* Start EXERCISE MATERIAL *
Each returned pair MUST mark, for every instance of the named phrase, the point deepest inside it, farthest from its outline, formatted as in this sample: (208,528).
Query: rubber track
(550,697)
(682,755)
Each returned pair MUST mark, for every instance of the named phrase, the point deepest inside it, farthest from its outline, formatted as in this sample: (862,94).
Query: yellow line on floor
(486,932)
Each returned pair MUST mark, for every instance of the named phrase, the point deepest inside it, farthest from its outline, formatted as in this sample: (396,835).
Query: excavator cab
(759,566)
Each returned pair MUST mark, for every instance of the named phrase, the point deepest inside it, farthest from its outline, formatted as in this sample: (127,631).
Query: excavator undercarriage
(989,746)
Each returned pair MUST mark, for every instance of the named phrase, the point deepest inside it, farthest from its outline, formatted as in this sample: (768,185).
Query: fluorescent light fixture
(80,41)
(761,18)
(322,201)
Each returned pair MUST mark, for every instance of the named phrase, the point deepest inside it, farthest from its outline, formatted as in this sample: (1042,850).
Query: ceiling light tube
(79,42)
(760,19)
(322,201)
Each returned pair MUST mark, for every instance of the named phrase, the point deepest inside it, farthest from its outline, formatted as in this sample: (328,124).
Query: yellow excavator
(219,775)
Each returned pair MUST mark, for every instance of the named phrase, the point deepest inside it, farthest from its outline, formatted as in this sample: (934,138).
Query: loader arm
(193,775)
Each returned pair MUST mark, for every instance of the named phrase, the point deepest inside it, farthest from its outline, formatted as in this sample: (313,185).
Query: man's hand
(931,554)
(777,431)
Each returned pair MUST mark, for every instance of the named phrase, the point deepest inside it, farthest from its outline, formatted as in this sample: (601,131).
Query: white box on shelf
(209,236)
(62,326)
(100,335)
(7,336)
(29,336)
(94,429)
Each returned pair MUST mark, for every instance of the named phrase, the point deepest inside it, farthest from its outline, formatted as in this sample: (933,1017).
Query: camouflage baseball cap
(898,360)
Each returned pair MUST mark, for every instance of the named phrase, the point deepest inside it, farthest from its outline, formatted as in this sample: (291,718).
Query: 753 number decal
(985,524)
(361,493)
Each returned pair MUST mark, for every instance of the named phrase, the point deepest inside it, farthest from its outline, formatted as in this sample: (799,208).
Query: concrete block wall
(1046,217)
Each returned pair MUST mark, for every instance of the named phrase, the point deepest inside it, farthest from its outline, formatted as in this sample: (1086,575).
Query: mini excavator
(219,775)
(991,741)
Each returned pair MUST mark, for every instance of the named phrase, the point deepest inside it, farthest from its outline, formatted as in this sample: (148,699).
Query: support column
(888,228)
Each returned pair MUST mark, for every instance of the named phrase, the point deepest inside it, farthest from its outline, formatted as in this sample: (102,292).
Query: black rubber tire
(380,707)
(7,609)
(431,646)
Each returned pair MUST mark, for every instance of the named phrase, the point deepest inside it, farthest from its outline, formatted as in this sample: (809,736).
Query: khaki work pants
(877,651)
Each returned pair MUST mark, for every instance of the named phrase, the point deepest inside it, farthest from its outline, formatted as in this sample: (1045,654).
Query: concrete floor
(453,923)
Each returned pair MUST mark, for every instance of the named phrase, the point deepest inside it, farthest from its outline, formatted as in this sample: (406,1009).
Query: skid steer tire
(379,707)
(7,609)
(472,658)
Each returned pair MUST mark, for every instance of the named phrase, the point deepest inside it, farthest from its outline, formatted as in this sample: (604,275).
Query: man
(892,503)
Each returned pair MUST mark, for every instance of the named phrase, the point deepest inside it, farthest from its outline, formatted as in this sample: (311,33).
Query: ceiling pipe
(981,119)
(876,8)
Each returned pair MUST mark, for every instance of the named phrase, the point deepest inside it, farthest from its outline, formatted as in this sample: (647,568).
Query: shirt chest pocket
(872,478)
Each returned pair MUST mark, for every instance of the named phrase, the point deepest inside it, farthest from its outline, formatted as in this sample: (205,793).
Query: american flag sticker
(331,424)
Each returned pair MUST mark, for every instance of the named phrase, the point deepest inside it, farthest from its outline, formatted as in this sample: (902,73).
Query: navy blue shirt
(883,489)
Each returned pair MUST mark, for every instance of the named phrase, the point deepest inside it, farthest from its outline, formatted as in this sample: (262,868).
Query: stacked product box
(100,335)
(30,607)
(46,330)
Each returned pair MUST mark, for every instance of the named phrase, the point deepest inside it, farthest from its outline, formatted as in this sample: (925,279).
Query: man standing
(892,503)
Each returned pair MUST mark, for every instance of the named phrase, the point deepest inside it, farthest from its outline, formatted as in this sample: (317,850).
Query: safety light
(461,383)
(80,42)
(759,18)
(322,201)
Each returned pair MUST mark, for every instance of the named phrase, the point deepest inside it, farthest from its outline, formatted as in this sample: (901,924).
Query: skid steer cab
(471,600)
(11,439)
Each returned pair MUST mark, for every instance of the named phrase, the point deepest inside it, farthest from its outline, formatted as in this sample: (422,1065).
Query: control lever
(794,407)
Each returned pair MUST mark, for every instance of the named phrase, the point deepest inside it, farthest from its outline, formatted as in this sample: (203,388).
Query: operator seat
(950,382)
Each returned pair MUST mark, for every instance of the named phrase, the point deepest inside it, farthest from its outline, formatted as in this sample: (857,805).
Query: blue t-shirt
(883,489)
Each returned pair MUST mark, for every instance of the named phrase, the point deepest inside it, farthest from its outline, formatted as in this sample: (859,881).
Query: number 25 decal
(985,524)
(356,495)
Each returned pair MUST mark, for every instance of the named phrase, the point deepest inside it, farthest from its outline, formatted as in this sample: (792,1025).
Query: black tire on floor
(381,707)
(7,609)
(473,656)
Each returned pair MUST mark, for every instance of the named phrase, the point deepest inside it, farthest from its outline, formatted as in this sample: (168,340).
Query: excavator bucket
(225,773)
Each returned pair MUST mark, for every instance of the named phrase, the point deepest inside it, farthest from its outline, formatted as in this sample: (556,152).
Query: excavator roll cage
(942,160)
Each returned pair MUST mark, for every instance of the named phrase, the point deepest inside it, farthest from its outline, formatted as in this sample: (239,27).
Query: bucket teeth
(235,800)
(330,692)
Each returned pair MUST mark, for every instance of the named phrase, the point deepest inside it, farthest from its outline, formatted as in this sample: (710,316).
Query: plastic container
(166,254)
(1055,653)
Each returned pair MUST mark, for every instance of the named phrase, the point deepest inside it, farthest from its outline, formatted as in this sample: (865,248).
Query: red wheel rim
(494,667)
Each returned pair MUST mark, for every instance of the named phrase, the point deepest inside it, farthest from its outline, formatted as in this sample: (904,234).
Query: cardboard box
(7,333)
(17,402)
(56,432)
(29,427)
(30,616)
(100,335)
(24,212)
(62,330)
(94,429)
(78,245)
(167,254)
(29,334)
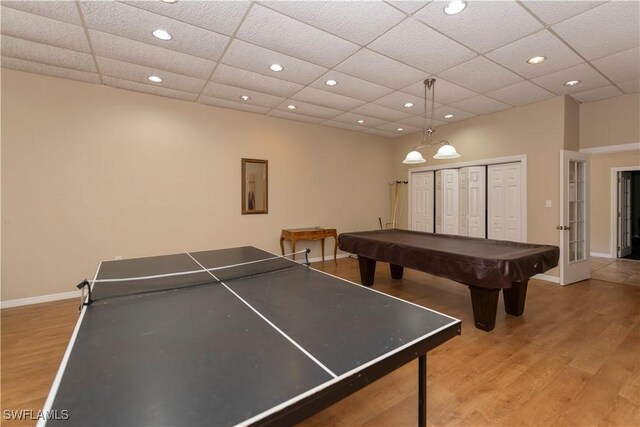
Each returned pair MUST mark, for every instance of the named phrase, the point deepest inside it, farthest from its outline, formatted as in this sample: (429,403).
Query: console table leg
(485,305)
(514,298)
(367,270)
(422,391)
(396,271)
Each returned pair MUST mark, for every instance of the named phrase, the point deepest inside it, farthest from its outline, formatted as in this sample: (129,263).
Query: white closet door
(476,215)
(447,201)
(505,207)
(422,188)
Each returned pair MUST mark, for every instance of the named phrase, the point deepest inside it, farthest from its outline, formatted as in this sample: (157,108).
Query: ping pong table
(233,336)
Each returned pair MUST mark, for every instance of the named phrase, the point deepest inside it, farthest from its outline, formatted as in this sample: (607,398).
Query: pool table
(485,265)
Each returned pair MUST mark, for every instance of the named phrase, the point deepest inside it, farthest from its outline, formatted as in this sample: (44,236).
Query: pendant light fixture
(446,151)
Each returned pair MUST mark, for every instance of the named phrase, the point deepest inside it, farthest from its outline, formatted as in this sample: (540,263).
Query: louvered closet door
(422,201)
(505,206)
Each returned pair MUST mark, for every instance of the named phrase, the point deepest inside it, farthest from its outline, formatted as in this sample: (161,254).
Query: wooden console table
(314,233)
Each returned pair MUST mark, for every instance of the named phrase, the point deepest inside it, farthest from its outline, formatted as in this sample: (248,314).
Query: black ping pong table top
(264,349)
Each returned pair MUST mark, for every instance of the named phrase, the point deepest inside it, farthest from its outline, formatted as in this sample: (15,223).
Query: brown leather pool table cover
(472,261)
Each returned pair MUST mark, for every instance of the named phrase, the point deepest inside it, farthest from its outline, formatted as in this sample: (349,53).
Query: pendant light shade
(413,158)
(446,152)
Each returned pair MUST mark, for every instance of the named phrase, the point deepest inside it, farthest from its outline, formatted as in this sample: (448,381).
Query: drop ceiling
(378,52)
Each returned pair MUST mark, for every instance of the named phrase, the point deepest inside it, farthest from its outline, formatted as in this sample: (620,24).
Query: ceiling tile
(352,119)
(43,30)
(272,30)
(483,25)
(50,55)
(514,56)
(327,99)
(308,109)
(618,20)
(232,93)
(293,116)
(360,21)
(225,103)
(350,86)
(383,133)
(380,112)
(552,12)
(409,6)
(219,16)
(140,74)
(597,94)
(49,70)
(115,18)
(521,94)
(379,69)
(393,127)
(457,114)
(554,82)
(480,75)
(126,50)
(254,81)
(481,105)
(445,92)
(65,11)
(631,86)
(419,46)
(396,100)
(620,67)
(341,125)
(255,58)
(154,90)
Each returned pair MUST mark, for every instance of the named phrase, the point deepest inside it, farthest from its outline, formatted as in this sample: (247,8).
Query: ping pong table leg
(422,391)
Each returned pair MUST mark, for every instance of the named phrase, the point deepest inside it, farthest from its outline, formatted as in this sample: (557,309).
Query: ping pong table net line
(86,298)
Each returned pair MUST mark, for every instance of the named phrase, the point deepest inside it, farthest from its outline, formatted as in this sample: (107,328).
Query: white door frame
(482,162)
(613,252)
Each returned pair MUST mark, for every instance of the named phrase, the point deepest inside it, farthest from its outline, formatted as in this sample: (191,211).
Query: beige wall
(536,130)
(90,172)
(613,121)
(601,201)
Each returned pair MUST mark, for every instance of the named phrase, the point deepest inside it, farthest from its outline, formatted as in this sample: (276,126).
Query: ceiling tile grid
(378,53)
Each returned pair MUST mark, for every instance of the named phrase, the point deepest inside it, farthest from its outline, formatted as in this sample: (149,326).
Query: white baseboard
(39,299)
(601,255)
(547,278)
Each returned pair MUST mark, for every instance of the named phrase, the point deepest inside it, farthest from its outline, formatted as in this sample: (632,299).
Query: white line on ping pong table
(309,355)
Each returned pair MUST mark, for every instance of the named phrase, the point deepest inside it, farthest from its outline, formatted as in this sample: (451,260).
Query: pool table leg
(367,270)
(396,271)
(485,306)
(514,298)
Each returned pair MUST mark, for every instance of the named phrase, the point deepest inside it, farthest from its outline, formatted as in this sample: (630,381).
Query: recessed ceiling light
(455,7)
(161,34)
(536,60)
* End EXERCISE MATERIAL *
## EXERCISE DESCRIPTION
Include both ends. Return the line holding "this sample: (247,8)." and all lines after it in the records above, exactly as written.

## ANSWER TO THIS TASK
Each returned pair MUST mark, for every instance of the named phrase, the point deepest inside it, farthest from its outline, formatted as in this sample: (247,8).
Query: ping pong table leg
(422,391)
Each returned pair MUST mark, for every instance of the named phrase, the point deepest inside it, farthest from its outline, formatted as in this sample: (557,309).
Query: ping pong table net line
(86,298)
Each returned pair MUST mark, for every instance of the named phrase, the point deepest inside it, farthest from its outline, formatted as in this sample: (107,328).
Query: white door frame
(482,162)
(613,252)
Each returned pair MUST mark, for every instance of the named phrase, the point deepest inside it, farthest from its outline, formatted as in this sample: (191,211).
Query: beige wall
(536,130)
(90,172)
(613,121)
(601,201)
Each returned pair MUST mark, for every instance of the named phrase, the point deepest inside it, farthest from its outline, formatted as in this sample: (276,126).
Query: ceiling tile grid
(378,53)
Each returned pair MUST mark, for every instance of the named phrase, the point deepest inside it, farthest from its outline, formatted as in this sample: (149,326).
Query: white baseboard
(39,299)
(601,255)
(547,278)
Each returned pair MUST mark, for every instance of the named phrase, the point deepest inside it, farthest from its outline, formatted as in this sample: (632,299).
Query: white line on ping pong table
(309,355)
Each returned pair MUST mark, for every instance of the named phrase, the point deepest inside it, farthest from its outline, formatted as in this sample: (451,260).
Query: pool table leg
(367,270)
(396,271)
(485,306)
(514,298)
Each returned pair MUST mark, for every instance of the named phrase, the point deepest inside it, farthest from its outline, formatted as in this sample: (630,381).
Query: recessed ceiling light
(455,7)
(161,34)
(536,60)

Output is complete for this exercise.